## Jobs:
#1 In the forum thread on national days, do these statements agree with the text? (a) National Bubble Bath Day falls on the 8th. (b) National Chocolate Cake Day is on the 28th. (c) National Bean Day is on the 6th. Answer yes or no for each and quote the deciding words.
#2 In the forum thread on national days, which national day shares the 14th with Dress up your pet day?

## Passage to read:
# Important dates - sorta, maybe?



## Micheal (Jan 28, 2009)

Just in case you missed it yesterday the 4th was National Spaghetti Day.

Not only that but today the 5th is National Whipped Cream day are you going to celebrate???? Please don't say how you plan on enjoying the day we may be envious seeing whipped cream is involved... 

You can plan for tomorrow the 6th though - National Bean Day. 

And after a day of rest the 7th, you can really clean up on the 8th as it is National Bubble Bath Day..... :soap:

I'll leave the National days for now, but be sure to try and have a "nice day" even if you do not plan on celebrating any of these special days. :cowboy:


----------



## Micheal (Jan 28, 2009)

Just thought I'd informed those that really don't care of a few more "National"days you don't really think about:

11th National Milk Day.

14th Dress up your pet day, also National Hot Pastrami Day. hummmm.

15th National Strawberry Ice Cream Day.

Of course the 16th is Martin Luther King Jr day.

Then 10 days of nothing until:

26th National Green Juice Day only to be celebrated with National Peanut Brittle Day.

27th National Chocolate Cake Day.

28th National Blue Berry Pancake Day. 

30th National Croissant Day.

So, if so inclined enjoy these National days if not so inclined at least you were told of them..... eep: 
:hysterical:ound::hysterical:


----------

## Information supplied:
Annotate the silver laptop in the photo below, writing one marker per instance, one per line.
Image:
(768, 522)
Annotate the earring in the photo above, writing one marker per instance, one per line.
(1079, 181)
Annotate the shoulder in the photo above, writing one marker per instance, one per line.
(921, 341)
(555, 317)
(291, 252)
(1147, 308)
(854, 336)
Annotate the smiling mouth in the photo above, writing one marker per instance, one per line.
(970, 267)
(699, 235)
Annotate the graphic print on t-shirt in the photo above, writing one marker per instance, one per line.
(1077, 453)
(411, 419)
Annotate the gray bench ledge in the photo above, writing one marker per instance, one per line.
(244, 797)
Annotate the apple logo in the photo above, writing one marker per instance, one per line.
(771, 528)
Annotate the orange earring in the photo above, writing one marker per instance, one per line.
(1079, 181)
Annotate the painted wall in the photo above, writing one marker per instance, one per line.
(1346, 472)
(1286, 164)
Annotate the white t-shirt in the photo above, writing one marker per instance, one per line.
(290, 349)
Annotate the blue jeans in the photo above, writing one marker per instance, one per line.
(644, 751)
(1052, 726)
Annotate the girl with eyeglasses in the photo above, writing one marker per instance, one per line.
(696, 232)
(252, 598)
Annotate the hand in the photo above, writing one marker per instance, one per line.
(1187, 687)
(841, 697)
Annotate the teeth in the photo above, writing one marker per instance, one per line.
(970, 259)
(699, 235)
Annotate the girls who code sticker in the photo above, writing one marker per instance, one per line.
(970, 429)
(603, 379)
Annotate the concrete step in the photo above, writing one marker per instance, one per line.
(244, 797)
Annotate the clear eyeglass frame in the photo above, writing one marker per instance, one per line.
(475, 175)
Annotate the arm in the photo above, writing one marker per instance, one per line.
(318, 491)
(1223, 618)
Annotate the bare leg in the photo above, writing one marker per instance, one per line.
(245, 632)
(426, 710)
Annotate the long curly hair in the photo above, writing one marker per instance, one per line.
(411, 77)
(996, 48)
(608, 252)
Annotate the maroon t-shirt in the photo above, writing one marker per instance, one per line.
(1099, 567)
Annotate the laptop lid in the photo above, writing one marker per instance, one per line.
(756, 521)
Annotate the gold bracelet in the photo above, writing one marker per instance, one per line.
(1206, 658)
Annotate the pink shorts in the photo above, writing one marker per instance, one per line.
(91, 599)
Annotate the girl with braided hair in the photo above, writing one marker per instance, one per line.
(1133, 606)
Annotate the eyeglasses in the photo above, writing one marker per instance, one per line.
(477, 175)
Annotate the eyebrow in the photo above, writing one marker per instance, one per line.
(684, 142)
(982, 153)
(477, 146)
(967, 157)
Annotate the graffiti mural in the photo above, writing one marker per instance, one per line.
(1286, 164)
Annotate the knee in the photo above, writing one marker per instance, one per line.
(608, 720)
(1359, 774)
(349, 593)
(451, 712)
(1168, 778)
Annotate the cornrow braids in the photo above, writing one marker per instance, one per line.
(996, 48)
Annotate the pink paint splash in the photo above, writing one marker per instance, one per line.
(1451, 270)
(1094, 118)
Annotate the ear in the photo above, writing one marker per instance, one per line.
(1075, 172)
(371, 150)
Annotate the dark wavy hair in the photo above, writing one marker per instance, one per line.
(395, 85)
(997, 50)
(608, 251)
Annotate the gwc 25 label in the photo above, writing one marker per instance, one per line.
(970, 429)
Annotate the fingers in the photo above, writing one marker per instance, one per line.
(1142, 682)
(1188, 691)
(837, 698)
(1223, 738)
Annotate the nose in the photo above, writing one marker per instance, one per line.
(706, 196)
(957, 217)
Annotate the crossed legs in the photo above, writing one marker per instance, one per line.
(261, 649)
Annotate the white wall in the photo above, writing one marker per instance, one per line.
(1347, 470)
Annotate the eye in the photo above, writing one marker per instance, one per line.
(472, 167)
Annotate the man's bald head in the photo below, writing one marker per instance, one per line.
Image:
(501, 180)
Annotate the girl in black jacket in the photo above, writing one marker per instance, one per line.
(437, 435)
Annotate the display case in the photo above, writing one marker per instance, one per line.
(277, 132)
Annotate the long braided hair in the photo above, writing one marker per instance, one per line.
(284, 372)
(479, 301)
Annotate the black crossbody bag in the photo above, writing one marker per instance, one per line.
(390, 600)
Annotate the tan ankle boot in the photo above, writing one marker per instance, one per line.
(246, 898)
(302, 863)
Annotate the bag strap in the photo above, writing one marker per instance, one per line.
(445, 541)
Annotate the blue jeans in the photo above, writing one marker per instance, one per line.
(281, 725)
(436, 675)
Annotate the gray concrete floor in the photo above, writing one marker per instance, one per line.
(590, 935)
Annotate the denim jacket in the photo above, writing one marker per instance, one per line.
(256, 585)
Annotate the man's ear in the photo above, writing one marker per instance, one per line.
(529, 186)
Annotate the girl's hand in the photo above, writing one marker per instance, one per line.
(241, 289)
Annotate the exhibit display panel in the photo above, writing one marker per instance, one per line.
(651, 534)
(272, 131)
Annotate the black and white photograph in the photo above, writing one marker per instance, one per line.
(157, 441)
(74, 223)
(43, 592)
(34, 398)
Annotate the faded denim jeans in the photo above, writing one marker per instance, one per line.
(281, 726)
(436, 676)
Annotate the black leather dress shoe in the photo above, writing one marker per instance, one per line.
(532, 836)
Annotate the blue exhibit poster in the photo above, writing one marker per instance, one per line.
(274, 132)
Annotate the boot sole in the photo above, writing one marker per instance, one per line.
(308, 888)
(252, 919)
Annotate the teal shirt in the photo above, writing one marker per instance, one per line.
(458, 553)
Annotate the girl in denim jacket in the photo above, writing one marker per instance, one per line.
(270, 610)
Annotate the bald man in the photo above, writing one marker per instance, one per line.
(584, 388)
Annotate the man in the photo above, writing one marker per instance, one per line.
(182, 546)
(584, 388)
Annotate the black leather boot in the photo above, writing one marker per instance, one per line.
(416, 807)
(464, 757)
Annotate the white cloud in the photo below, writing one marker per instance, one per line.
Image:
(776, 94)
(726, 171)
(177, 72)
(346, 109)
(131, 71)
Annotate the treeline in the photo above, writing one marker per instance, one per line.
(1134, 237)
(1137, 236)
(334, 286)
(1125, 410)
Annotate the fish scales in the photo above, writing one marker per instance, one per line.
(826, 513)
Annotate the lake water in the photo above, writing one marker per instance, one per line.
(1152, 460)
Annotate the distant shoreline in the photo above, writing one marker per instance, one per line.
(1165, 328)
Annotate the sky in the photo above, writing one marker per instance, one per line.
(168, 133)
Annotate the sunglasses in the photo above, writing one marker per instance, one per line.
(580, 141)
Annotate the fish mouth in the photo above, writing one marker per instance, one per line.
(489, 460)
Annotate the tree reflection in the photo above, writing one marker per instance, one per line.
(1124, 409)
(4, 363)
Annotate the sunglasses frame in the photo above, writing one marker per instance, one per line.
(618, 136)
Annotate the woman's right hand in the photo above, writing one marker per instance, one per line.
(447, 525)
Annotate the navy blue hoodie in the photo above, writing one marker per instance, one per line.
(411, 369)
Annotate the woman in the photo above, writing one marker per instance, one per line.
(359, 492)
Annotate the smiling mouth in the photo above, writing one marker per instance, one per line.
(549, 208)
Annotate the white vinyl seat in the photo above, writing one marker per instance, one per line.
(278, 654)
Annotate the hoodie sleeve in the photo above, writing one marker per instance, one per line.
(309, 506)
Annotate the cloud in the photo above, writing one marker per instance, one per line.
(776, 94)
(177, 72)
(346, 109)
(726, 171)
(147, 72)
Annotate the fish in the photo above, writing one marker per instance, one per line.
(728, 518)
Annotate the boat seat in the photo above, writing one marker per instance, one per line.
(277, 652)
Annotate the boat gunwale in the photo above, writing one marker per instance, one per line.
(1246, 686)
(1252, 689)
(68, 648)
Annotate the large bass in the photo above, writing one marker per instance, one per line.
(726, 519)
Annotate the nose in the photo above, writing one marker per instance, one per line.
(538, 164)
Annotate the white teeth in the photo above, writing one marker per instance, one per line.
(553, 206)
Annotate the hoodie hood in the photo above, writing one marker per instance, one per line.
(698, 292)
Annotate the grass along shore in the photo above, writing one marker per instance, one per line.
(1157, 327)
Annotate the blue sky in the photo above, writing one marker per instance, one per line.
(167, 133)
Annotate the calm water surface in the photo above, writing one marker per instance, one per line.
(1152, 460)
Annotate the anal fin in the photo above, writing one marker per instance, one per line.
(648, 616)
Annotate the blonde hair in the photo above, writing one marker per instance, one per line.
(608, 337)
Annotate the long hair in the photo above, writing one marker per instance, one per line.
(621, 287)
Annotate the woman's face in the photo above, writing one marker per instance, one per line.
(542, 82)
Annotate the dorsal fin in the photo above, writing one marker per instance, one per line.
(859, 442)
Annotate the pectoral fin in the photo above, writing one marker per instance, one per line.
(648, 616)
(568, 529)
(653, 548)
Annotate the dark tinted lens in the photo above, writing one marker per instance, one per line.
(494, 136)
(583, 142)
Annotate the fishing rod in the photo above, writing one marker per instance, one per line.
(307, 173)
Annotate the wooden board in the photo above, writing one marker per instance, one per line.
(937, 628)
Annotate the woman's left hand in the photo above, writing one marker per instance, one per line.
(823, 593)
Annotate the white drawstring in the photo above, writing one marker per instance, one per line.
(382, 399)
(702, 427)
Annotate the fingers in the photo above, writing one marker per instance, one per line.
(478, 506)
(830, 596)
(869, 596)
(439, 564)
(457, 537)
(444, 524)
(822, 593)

## Set of answers:
#1
(a) Yes: "you can really clean up on the 8th as it is National Bubble Bath Day"
(b) No: "27th National Chocolate Cake Day."
(c) Yes: "You can plan for tomorrow the 6th though - National Bean Day."

#2 National Hot Pastrami Day.